# [Supplied records]
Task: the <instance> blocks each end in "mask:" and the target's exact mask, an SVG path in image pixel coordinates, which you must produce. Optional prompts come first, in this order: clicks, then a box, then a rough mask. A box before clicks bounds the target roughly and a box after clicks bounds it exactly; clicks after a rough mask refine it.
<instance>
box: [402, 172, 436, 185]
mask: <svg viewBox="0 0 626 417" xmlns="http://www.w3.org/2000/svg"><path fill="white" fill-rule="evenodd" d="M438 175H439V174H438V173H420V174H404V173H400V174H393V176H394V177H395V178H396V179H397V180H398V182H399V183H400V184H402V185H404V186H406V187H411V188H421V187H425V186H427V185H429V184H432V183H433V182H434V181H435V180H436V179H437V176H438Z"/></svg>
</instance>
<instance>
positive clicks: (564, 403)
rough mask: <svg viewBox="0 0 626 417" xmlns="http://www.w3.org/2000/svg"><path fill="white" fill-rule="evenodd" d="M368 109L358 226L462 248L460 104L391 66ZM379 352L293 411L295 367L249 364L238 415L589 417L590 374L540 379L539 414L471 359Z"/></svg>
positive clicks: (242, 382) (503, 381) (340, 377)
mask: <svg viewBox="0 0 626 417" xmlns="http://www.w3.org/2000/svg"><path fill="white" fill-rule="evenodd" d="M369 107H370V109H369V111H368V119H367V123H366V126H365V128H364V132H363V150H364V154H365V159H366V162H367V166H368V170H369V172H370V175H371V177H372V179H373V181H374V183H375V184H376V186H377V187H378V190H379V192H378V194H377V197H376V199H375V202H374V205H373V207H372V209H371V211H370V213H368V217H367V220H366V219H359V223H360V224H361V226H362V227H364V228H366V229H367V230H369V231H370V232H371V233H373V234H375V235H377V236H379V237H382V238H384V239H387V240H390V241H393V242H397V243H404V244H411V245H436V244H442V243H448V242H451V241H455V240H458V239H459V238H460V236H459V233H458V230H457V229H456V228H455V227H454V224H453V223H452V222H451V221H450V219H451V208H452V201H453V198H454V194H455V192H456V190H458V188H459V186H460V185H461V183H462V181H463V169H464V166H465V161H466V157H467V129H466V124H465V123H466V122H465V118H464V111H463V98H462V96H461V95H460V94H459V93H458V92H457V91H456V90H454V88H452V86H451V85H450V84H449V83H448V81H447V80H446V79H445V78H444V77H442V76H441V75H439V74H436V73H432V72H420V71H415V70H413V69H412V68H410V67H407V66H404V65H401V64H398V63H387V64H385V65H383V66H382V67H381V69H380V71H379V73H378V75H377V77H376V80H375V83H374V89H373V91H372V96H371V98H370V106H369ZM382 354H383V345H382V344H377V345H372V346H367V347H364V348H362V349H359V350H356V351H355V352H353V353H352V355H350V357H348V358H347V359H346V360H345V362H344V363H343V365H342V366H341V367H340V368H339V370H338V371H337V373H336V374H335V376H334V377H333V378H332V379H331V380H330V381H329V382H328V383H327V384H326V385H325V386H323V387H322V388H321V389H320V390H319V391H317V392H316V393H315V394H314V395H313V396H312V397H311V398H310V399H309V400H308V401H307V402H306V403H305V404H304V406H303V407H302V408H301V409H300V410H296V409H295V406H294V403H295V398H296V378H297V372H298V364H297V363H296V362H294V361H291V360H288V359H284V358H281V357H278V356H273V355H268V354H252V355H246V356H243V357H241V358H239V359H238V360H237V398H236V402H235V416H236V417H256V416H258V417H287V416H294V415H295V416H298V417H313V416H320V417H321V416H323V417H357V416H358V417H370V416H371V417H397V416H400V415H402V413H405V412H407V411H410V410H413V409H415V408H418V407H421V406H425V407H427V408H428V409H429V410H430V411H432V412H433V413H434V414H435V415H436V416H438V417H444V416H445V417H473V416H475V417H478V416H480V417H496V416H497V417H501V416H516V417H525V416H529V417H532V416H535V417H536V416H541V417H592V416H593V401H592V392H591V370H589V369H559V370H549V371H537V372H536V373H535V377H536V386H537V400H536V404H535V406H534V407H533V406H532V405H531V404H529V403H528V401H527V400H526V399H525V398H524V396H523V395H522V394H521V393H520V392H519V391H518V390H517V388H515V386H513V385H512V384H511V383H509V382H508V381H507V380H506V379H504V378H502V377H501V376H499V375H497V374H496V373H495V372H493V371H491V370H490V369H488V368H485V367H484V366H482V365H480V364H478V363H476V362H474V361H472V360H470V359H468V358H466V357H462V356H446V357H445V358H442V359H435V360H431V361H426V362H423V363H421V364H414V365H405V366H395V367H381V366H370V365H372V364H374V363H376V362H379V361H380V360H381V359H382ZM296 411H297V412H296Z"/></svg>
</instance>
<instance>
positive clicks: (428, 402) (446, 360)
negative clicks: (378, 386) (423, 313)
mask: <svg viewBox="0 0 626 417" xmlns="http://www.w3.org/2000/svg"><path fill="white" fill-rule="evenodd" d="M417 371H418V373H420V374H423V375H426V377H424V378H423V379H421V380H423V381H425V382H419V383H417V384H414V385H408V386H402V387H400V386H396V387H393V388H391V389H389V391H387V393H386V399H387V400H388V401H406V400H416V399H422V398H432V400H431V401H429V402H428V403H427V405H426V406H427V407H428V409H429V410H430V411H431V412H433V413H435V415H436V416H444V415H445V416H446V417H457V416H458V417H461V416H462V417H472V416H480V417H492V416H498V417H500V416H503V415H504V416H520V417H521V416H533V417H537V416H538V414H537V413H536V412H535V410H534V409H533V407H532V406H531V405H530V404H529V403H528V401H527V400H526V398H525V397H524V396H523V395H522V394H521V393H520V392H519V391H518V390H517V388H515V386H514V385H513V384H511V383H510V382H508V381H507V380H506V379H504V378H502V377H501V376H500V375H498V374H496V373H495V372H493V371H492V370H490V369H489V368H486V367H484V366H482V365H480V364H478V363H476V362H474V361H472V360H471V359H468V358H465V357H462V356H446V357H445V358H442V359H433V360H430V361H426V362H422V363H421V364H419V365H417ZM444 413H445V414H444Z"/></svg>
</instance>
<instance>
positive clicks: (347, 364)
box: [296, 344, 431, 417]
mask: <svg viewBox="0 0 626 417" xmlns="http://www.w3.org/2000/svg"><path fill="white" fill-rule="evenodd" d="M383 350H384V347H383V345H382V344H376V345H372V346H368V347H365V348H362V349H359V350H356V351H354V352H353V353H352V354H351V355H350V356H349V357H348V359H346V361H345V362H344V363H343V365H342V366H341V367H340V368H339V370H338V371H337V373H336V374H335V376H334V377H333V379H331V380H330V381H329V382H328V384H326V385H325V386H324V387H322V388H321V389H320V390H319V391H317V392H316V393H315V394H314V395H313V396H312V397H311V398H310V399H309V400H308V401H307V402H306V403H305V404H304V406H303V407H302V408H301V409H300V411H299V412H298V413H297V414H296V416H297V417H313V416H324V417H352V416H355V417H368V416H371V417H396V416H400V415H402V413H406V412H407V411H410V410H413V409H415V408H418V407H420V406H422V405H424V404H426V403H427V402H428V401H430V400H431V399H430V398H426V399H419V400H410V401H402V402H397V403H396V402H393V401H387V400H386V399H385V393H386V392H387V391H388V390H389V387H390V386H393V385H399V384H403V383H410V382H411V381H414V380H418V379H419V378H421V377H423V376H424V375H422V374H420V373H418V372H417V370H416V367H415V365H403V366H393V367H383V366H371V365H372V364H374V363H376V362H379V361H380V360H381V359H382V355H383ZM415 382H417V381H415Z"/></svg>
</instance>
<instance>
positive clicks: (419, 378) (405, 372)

# [Problem to work on]
Print out all the material above, unaltered.

# [Response to this exercise]
Task: the <instance> blocks each end in "mask:" and the target's exact mask, an SVG path in image pixel coordinates, which you must produce. Optional prompts come first, in this order: clicks, then a box, then a rough mask. A box before clicks bounds the target roughly and a box after clicks bounds it exactly; clicks after a rough mask refine it.
<instance>
box: [402, 172, 436, 185]
mask: <svg viewBox="0 0 626 417" xmlns="http://www.w3.org/2000/svg"><path fill="white" fill-rule="evenodd" d="M438 175H439V174H438V173H420V174H404V173H400V174H393V176H394V177H395V178H396V179H397V180H398V182H399V183H400V184H402V185H404V186H406V187H411V188H421V187H425V186H427V185H429V184H432V183H433V182H434V181H435V180H436V179H437V176H438Z"/></svg>
</instance>
<instance>
positive clicks: (564, 403)
rough mask: <svg viewBox="0 0 626 417" xmlns="http://www.w3.org/2000/svg"><path fill="white" fill-rule="evenodd" d="M368 109L358 226L462 248L460 104L391 66ZM379 352L293 411L295 367L249 364L238 415L589 417L590 374L540 379L539 414L471 359Z"/></svg>
positive clicks: (242, 382) (503, 381) (340, 377)
mask: <svg viewBox="0 0 626 417" xmlns="http://www.w3.org/2000/svg"><path fill="white" fill-rule="evenodd" d="M369 107H370V109H369V111H368V119H367V123H366V126H365V128H364V132H363V150H364V154H365V159H366V162H367V166H368V170H369V172H370V175H371V177H372V179H373V181H374V183H375V184H376V186H377V187H378V190H379V192H378V194H377V197H376V199H375V202H374V205H373V207H372V209H371V211H370V213H368V217H367V220H366V219H359V223H360V224H361V226H362V227H364V228H366V229H367V230H369V231H370V232H371V233H373V234H375V235H377V236H379V237H382V238H384V239H387V240H390V241H393V242H397V243H404V244H411V245H436V244H442V243H448V242H451V241H455V240H458V239H459V238H460V236H459V233H458V230H457V229H456V228H455V227H454V224H453V223H452V222H451V221H450V219H451V208H452V201H453V198H454V194H455V192H456V190H458V188H459V186H460V185H461V183H462V181H463V169H464V166H465V161H466V157H467V129H466V124H465V123H466V122H465V118H464V111H463V98H462V96H461V95H460V94H459V93H458V92H457V91H456V90H454V88H452V86H451V85H450V84H449V83H448V81H447V80H446V79H445V78H444V77H442V76H441V75H439V74H436V73H432V72H420V71H415V70H413V69H412V68H410V67H407V66H404V65H401V64H398V63H387V64H385V65H383V66H382V67H381V69H380V71H379V73H378V75H377V77H376V80H375V83H374V89H373V91H372V96H371V98H370V106H369ZM382 354H383V345H382V344H377V345H372V346H367V347H364V348H362V349H359V350H356V351H355V352H353V353H352V355H350V357H348V358H347V359H346V360H345V362H344V363H343V365H342V366H341V367H340V368H339V370H338V371H337V373H336V374H335V376H334V377H333V378H332V379H331V380H330V381H329V382H328V383H327V384H326V385H325V386H323V387H322V388H321V389H320V390H319V391H317V392H316V393H315V394H314V395H313V396H312V397H311V398H310V399H309V400H308V401H307V402H306V403H305V404H304V406H303V407H302V408H301V409H300V410H296V409H295V406H294V403H295V398H296V378H297V372H298V364H297V363H296V362H294V361H291V360H288V359H284V358H281V357H278V356H273V355H268V354H252V355H246V356H243V357H241V358H239V359H238V360H237V398H236V402H235V416H236V417H256V416H258V417H287V416H294V415H295V416H298V417H313V416H320V417H321V416H323V417H357V416H358V417H370V416H371V417H397V416H400V415H402V413H405V412H407V411H410V410H413V409H415V408H418V407H421V406H425V407H427V408H428V409H429V410H430V411H432V412H433V413H434V414H435V415H436V416H438V417H444V416H445V417H473V416H475V417H478V416H480V417H496V416H497V417H501V416H516V417H525V416H529V417H532V416H535V417H536V416H541V417H592V416H593V401H592V392H591V370H589V369H559V370H549V371H537V372H536V373H535V377H536V386H537V400H536V404H535V406H534V407H533V406H532V405H531V404H529V403H528V401H527V400H526V399H525V398H524V396H523V395H522V394H521V393H520V392H519V391H518V390H517V388H515V386H513V385H512V384H511V383H509V382H508V381H507V380H506V379H504V378H502V377H501V376H499V375H497V374H496V373H495V372H493V371H491V370H490V369H488V368H485V367H484V366H482V365H480V364H478V363H476V362H474V361H472V360H470V359H468V358H466V357H462V356H446V357H445V358H442V359H435V360H431V361H426V362H423V363H421V364H414V365H405V366H395V367H381V366H370V365H372V364H374V363H376V362H379V361H380V360H381V359H382ZM296 411H297V412H296Z"/></svg>
</instance>
<instance>
positive clicks: (428, 402) (446, 360)
negative clicks: (378, 386) (423, 313)
mask: <svg viewBox="0 0 626 417" xmlns="http://www.w3.org/2000/svg"><path fill="white" fill-rule="evenodd" d="M417 371H418V373H420V374H423V375H426V377H424V378H423V379H421V380H423V381H425V382H419V383H417V384H414V385H408V386H402V387H400V386H396V387H393V388H391V389H389V391H387V393H386V399H387V400H388V401H406V400H416V399H422V398H432V400H431V401H429V402H428V403H427V405H426V406H427V407H428V409H429V410H430V411H431V412H433V413H435V415H436V416H444V415H445V416H446V417H457V416H458V417H461V416H462V417H472V416H480V417H492V416H498V417H500V416H503V415H504V416H520V417H521V416H533V417H537V416H538V414H537V413H536V412H535V410H534V409H533V407H532V406H531V405H530V404H529V403H528V401H527V400H526V398H525V397H524V396H523V395H522V394H521V393H520V392H519V391H518V390H517V388H515V386H514V385H513V384H511V383H510V382H508V381H507V380H506V379H504V378H502V377H501V376H500V375H498V374H496V373H495V372H493V371H492V370H490V369H489V368H486V367H484V366H482V365H480V364H478V363H476V362H474V361H472V360H471V359H468V358H465V357H462V356H446V357H445V358H442V359H433V360H430V361H426V362H422V363H421V364H419V365H417ZM444 413H445V414H444Z"/></svg>
</instance>
<instance>
positive clicks: (347, 364)
box: [296, 344, 431, 417]
mask: <svg viewBox="0 0 626 417" xmlns="http://www.w3.org/2000/svg"><path fill="white" fill-rule="evenodd" d="M383 350H384V347H383V345H382V344H376V345H372V346H368V347H365V348H362V349H359V350H356V351H354V352H353V353H352V354H351V355H350V356H349V357H348V359H346V361H345V362H344V363H343V365H342V366H341V367H340V368H339V370H338V371H337V373H336V374H335V376H334V377H333V379H331V380H330V381H329V382H328V384H326V385H325V386H324V387H322V388H321V389H320V390H319V391H317V392H316V393H315V394H314V395H313V396H312V397H311V398H310V399H309V400H308V401H307V402H306V403H305V404H304V406H303V407H302V408H301V409H300V411H299V412H298V413H297V414H296V416H297V417H313V416H324V417H352V416H355V417H368V416H371V417H396V416H400V415H402V413H406V412H407V411H410V410H413V409H415V408H418V407H420V406H422V405H424V404H426V403H427V402H428V401H430V400H431V399H430V398H426V399H419V400H410V401H402V402H397V403H396V402H393V401H387V400H386V399H385V393H386V392H387V391H388V390H389V387H390V386H393V385H399V384H403V383H410V382H411V381H414V380H418V379H419V378H421V377H423V376H424V375H422V374H420V373H418V372H417V370H416V367H415V365H403V366H393V367H383V366H371V365H372V364H374V363H376V362H379V361H380V360H381V359H382V355H383ZM415 382H417V381H415Z"/></svg>
</instance>
<instance>
positive clicks: (419, 378) (405, 372)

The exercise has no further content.